(Problem description): Decide whether each statement agrees with the text about Paulson and Keaton below. Answer yes or no for each, and quote the words from the text that decide it. (a) Paulson attended the wedding of Keaton's daughter in June 2021. (b) Robert De Niro shared his reaction to Keaton's death with Access. (c) The Other Sister can be streamed for free on Hoopla.
BEGIN Text segment
Paulson was also at Keaton’s daughter’s wedding in June 2021. Around that same time, Interview Magazine ran a feature where 25 friends tossed questions at Keaton. Paulson asked what makes her heart sing, and Keaton answered with exactly the mix of warmth and oddball specificity you expect: friends, her kids, Paulson, and yes, Lillet Blanc with lots of ice.

Paulson on the red carpet this week

At the All’s Fair premiere, Paulson was asked about Keaton and could barely get through it. A clip made the rounds online, and in her chat with Access she put it as plainly as possible:

'She was a very dear friend of mine, so it is not something I am able to talk about yet. What you thought she was as a performer ... she was even more spectacular as a human being. And I was the luckiest person in the world to have had her in my life the way that I did.'

In another interview, she said she was incredibly close to Keaton and that this is a profoundly sad time. The gist: whatever you loved about Keaton on screen, it was even more true when you actually knew her.

Hollywood, also grieving

After Keaton’s passing on October 11, tributes poured in. Bette Midler shared a note that made it clear the friendship came first. Kimberly Williams-Paisley posted to Instagram. Robert De Niro told The Hollywood Reporter he was very sad and fond of her, genuinely surprised by the news, and that she will be missed. Francis Ford Coppola, Kate Hudson, Jane Fonda, Nancy Meyers, Octavia Spencer, and plenty of others added their own memories and condolences. When someone’s work stretches across that many eras and filmmakers, the ripple is big.

Where to watch and one last thing

If you want to revisit where Paulson and Keaton met, The Other Sister is streaming for free on Hoopla. And if you did not know these two were this close, you are not alone. For all the awards and iconic roles, sometimes it is the small, weirdly specific stuff that sticks: a glass of Lillet Blanc on ice, an early-career lifeline, and a friendship that outlasted the movie that started it.
END Text segment
BEGIN Recorded information
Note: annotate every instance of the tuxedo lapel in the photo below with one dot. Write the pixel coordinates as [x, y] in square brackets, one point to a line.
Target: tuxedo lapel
END Recorded information
(Complete answer):
(a) Yes: "Paulson was also at Keaton’s daughter’s wedding in June 2021."
(b) No: "Robert De Niro told The Hollywood Reporter he was very sad and fond of her"
(c) Yes: "The Other Sister is streaming for free on Hoopla"